→ **BRIEF**:
Please list every reference number cited in square brackets in the passage on tardive sexual syndromes below, counting each number separately.

→ **PASSAGE TO READ**:
------------------------------------------------------------

In the Tiger Balm case mentioned earlier, the patient reportedly gained a small degree of sensation after undergoing treatment with low-power laser irradiation, though this improvement did not extend to any aspects of sexual responsiveness. It was hypothesised that SSRIs may induce disturbances of transient receptor potential (TRP) ion channels [8]. The serotonin reuptake inhibiting antidepressants all have effects on sodium currents and other ion channels, raising the possibility that enduring effects arise from this source rather than at conventional receptor sites.

In PFS patients, abnormalities have been reported in the cerebrospinal fluid and plasma levels of neuroactive steroids [31]. Persistent changes to neuroactive steroids have also been seen in the brains of rodents after withdrawal of finasteride [33]. Similar studies have not been carried out for serotonin reuptake inhibitors, but these drugs have certainly been found to have effects on sex steroids [34]. Serotonin reuptake inhibitors have also been found to produce a range of effects that would typically be associated with the endocrine system, including hormone imbalance, breast enlargement, and reproductive issues including reduced sperm numbers and functionality [35, 36].

Finally, there has been a preliminary report of abnormal function in brain areas linked to sexual arousal in fMRI scans of PFS patients viewing erotic stimuli [37].

It is difficult to know which of these physiological, endocrine or central neurological features are primary and which secondary. In terms of investigating tardive sexual syndromes further, these conditions need coding and classifying so that they register in databases and in trials. A revision of causality algorithms to accommodate legacy effects is also needed as algorithms like the Naranjo algorithm work well for problems that occur on acute exposure to treatment or after treatment has been stopped, but not for problems that may arise on treatment and continue thereafter.

A next step will involve a systematic approach to patient groups with structured sets of symptoms to establish whether there is a single syndrome here. The problems linked to PFS and PSSD have stimulated the formation of vigorous online communities. Within the PFS community there has been a focus on neurosteroids and this may underpin perceptions of testicular and penile atrophy on finasteride, which are reported to a lesser extent on serotonin reuptake inhibitors and isotretinoin. Factors such as this may obscure common features of syndromes triggered by differing agents. Structured interviews would appear the best way to explore this further.

------------------------------------------------------------

→ **EXERCISE DATA**:
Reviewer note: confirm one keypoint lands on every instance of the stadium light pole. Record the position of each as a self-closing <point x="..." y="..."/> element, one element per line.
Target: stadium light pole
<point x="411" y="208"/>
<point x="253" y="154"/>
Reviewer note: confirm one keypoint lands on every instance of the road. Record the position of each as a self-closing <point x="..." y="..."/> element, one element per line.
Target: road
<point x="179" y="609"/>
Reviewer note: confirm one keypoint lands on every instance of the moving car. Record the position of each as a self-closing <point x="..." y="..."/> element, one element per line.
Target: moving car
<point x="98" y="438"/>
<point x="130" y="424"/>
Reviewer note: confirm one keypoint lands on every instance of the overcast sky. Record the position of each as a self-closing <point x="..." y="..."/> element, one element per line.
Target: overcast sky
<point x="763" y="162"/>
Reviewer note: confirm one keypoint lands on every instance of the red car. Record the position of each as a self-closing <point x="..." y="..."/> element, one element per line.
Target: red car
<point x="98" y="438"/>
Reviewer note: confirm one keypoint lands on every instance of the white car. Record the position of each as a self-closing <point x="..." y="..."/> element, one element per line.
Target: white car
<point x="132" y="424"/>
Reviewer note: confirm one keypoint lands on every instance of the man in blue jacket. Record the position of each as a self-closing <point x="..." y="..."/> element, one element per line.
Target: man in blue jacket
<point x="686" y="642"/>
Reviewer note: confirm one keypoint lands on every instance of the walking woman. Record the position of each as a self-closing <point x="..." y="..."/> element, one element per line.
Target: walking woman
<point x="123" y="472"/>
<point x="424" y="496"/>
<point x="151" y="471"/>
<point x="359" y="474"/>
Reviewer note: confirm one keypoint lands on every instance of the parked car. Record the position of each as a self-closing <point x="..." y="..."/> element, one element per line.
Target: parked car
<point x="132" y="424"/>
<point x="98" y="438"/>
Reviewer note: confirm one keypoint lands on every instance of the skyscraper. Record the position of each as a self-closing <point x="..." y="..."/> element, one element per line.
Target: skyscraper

------------------------------------------------------------

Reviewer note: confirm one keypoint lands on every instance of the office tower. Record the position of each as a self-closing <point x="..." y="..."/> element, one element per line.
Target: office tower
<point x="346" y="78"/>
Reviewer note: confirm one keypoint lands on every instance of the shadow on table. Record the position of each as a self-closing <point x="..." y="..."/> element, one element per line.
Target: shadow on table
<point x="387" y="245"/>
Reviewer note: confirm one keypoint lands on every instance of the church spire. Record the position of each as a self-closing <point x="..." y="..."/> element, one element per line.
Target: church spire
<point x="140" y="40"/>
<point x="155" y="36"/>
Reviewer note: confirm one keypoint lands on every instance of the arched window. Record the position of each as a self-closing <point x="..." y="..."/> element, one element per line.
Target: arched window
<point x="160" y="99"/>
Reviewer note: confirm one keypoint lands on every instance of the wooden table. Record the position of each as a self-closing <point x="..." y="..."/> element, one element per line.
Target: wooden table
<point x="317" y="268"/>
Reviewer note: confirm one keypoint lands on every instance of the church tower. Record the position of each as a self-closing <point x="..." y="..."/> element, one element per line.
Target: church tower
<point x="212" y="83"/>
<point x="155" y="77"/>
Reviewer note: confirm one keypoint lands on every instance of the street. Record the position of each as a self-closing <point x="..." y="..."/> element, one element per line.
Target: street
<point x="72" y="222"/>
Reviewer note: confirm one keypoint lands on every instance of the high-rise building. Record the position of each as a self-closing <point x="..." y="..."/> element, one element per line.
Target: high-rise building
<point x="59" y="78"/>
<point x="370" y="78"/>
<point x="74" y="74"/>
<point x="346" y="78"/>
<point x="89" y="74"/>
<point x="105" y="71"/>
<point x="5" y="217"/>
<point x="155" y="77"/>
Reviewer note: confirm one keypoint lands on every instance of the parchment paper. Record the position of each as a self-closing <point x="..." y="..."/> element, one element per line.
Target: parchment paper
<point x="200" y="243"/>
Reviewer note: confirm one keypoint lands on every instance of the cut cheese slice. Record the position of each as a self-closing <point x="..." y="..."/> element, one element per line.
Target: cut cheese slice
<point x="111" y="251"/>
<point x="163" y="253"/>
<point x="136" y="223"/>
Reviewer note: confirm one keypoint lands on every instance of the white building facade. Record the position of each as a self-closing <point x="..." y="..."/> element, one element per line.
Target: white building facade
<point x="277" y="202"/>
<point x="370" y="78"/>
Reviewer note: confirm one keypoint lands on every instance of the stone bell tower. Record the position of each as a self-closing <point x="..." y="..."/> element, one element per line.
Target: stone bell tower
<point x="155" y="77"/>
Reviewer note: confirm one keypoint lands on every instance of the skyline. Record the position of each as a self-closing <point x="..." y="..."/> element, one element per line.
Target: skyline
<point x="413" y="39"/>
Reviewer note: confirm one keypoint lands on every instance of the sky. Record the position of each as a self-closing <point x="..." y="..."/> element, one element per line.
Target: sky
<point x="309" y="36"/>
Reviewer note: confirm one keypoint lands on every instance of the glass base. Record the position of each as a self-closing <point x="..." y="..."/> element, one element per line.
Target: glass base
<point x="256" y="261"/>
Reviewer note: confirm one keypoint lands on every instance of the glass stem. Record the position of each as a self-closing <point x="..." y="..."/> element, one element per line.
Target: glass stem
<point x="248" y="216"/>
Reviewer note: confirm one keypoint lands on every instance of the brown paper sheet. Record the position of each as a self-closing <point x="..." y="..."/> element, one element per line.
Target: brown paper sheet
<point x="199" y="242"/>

------------------------------------------------------------

→ **OUTPUT BELOW**:
8, 31, 33, 34, 35, 36, 37